The timing traits of the laboratory strains relative to artificial moonlight were taken from [3, 30, 53]. If mean values and standard deviations were not given, we calculated them from the graphs.
The data on the local tidal regimes were taken from tide tables for the year 1979. As there is no notable difference between years, the choice of year does not matter. The tide tables, as well as all data and calculations based on them, are in Central European Time (CET). To obtain the interval between the light stimulus and the spring tides in the field we had to obtain a measure for these two events. To estimate the time of the moonlight stimulus, the date of all days with a low tide between 11 p.m. and 1 a.m. was noted. Usually this condition is fulfilled for 2 or 3 days in a row. There are two periods in a lunar cycle when low tides occur around midnight, but for every lunar cycle only the period during the moonlit quarters (i.e. the one closer to full moon) was considered, as only during this period will the moon be in the sky during the midnight low tide and can act as a zeitgeber. The spring tides occur around full moon and new moon, but the exact spring tide day varies by one or two days from place to place and across the year. Therefore we used the days of full moon and the days of new moon as a universal approximation of the spring tide days for all places. Finally, the time between the light stimuli and new moon or full moon respectively was averaged for all months of the year 1979. The time of low tide on full moon day or new moon day respectively was averaged for the whole year of 1979 as well.

EXERCISE OBJECTIVE: List the reference numbers that the methods passage cites as sources for the timing traits of the laboratory strains. The records after this point are separate material with no connection to the methods passage.

DATA SHOWN:

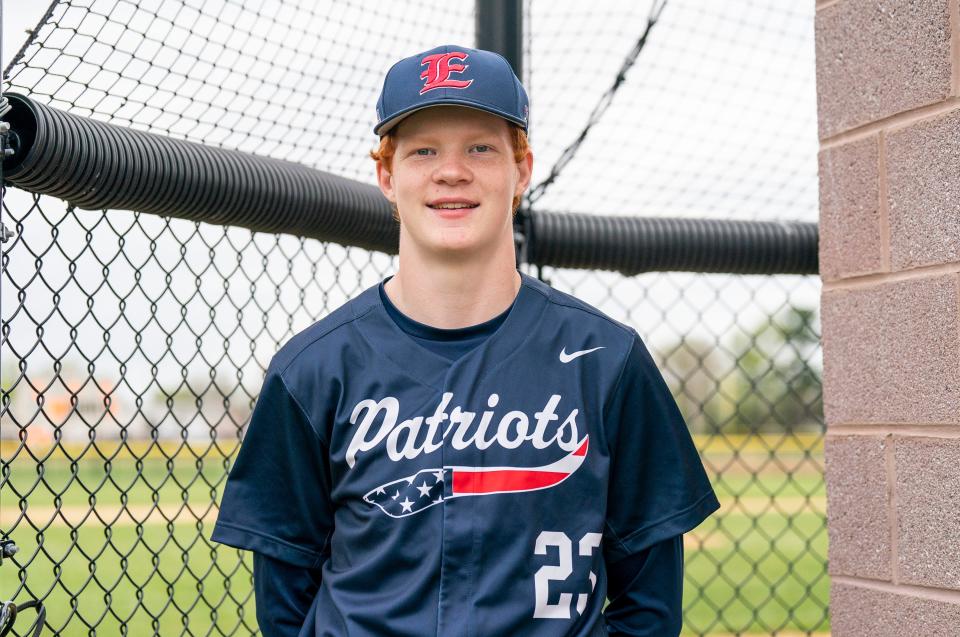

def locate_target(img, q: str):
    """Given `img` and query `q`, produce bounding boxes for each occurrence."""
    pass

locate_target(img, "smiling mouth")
[427,203,480,210]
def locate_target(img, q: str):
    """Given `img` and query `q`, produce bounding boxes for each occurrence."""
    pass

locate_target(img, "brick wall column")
[816,0,960,637]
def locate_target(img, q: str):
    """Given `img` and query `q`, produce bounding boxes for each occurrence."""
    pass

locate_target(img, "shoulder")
[521,273,639,348]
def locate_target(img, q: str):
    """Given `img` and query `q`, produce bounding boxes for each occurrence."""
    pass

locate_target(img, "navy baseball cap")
[373,44,530,137]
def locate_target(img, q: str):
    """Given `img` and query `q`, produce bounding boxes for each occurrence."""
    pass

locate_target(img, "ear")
[513,150,533,197]
[377,158,397,204]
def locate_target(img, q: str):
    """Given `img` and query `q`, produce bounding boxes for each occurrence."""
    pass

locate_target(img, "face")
[377,106,533,258]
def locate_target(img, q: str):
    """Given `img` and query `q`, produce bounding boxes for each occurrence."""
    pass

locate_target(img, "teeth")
[430,203,476,210]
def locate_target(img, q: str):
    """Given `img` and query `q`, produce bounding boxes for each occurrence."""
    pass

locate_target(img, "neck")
[384,232,520,329]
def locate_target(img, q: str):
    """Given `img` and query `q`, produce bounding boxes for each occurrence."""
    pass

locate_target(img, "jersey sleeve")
[211,366,333,568]
[603,331,720,563]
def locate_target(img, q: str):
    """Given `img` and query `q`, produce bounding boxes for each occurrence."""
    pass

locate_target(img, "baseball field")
[0,434,829,637]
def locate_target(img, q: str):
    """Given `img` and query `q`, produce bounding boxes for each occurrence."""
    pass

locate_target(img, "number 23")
[533,531,601,619]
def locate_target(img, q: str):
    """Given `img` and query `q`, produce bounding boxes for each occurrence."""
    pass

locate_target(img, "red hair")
[370,122,530,221]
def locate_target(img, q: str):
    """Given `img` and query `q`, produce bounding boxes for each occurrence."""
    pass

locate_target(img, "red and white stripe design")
[444,436,590,498]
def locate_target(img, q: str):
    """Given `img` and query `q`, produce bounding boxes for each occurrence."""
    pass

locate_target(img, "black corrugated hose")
[3,93,818,274]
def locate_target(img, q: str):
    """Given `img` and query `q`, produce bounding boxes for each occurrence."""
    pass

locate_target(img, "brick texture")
[824,436,892,579]
[894,437,960,588]
[815,0,951,138]
[887,109,960,270]
[821,273,960,426]
[819,137,882,281]
[830,582,960,637]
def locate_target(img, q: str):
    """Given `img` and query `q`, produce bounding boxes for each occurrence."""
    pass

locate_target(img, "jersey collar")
[353,272,547,391]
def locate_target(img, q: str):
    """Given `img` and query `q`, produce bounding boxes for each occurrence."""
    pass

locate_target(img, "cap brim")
[373,99,527,137]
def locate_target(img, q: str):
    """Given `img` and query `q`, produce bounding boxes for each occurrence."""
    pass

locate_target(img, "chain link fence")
[0,0,829,635]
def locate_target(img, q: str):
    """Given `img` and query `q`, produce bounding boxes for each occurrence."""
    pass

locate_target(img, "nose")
[433,153,472,185]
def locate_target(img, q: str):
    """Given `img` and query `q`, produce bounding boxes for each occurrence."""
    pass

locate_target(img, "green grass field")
[0,436,829,636]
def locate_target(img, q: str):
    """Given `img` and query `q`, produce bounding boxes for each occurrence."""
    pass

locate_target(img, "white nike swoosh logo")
[560,346,603,363]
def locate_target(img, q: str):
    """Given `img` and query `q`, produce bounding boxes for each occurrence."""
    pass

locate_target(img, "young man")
[212,46,719,637]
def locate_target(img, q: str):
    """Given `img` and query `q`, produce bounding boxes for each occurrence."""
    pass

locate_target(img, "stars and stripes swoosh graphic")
[363,436,590,518]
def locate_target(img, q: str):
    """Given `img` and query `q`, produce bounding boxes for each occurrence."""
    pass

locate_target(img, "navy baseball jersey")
[212,273,719,637]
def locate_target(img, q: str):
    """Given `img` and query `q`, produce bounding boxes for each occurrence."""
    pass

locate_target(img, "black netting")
[0,0,829,635]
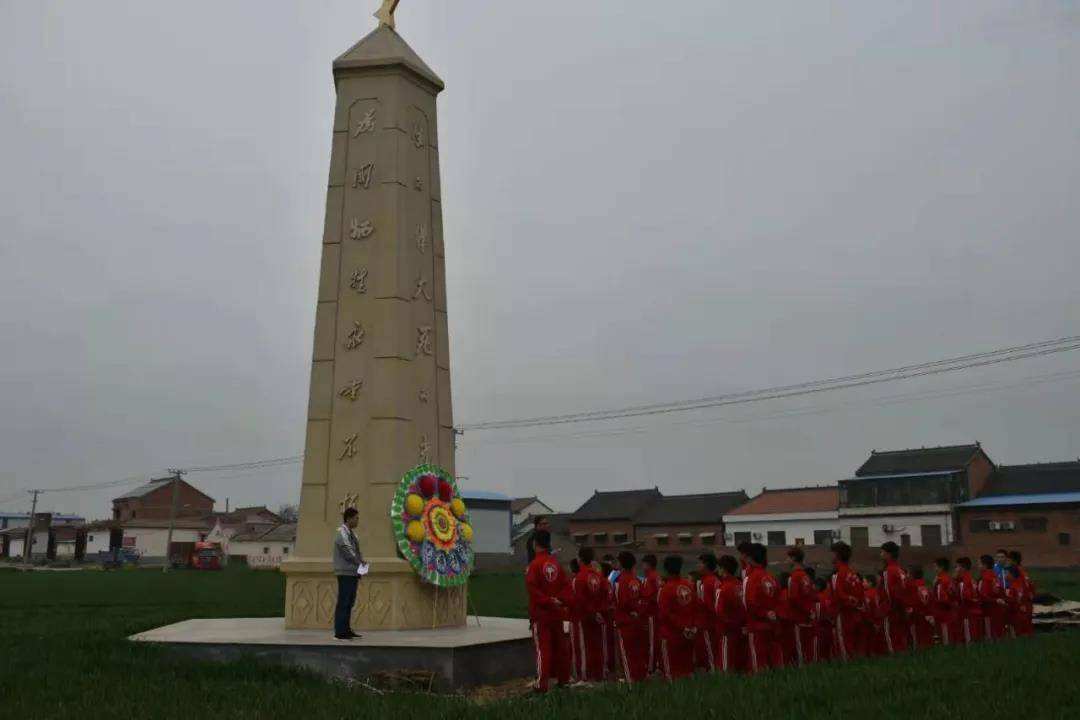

WORKED SOLUTION: 3, 30, 53